Aim of the task ▸
Beginning with the first line below, please repeat the material exactly, ending with the line that includes "<point>419,307</point>".

Data to process ▸
^^^^
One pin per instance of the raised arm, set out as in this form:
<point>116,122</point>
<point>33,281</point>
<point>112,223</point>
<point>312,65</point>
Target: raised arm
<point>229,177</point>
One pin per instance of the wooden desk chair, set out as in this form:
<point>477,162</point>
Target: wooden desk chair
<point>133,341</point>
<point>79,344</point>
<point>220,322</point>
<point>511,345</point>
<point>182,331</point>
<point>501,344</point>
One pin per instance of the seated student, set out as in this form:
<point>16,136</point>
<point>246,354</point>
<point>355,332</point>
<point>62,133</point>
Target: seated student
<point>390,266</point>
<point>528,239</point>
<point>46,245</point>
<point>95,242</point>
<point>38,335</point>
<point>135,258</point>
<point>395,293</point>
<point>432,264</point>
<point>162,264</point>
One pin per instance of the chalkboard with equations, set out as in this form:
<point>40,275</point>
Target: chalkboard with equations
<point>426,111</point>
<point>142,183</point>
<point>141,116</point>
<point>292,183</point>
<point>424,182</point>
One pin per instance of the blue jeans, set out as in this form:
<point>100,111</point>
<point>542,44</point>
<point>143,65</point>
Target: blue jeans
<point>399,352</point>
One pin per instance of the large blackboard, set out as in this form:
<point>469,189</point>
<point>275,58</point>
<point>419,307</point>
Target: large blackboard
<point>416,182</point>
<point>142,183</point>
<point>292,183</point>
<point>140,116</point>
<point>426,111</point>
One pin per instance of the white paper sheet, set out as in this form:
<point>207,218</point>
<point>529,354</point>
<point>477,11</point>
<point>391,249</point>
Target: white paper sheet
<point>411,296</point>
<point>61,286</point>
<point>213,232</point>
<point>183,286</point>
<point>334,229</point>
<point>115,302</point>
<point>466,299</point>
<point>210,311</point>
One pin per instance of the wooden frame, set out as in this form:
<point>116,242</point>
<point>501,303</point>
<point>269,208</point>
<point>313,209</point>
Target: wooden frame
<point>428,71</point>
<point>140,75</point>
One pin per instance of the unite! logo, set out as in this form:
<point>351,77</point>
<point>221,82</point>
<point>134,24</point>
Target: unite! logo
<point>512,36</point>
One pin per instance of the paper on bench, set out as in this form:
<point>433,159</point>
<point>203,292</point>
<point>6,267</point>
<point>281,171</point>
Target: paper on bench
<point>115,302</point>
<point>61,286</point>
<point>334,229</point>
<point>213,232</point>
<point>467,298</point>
^^^^
Task response ▸
One pin per instance of the raised arm, set out as in this form:
<point>116,122</point>
<point>33,281</point>
<point>112,223</point>
<point>312,65</point>
Target: raised arm
<point>229,177</point>
One pin per instance of the wooden desk chair, set out as in this form:
<point>477,162</point>
Target: wooden desk chair
<point>133,341</point>
<point>79,344</point>
<point>220,322</point>
<point>511,345</point>
<point>182,331</point>
<point>501,344</point>
One pin per instance of the seated student, set out as in this form:
<point>16,136</point>
<point>246,354</point>
<point>355,332</point>
<point>62,133</point>
Target: seated student
<point>390,266</point>
<point>528,239</point>
<point>46,245</point>
<point>95,242</point>
<point>38,335</point>
<point>135,258</point>
<point>395,293</point>
<point>432,264</point>
<point>162,264</point>
One pin per instance of the chalkboard with equations, set out as in this form:
<point>40,275</point>
Target: chalkboard with equations
<point>426,111</point>
<point>142,183</point>
<point>141,116</point>
<point>292,183</point>
<point>424,182</point>
One pin per instance of the blue jeans, set out as in this form:
<point>100,111</point>
<point>542,44</point>
<point>143,65</point>
Target: blue jeans
<point>399,352</point>
One pin per instance of the large blackboard, set out as in this form:
<point>469,189</point>
<point>275,58</point>
<point>419,307</point>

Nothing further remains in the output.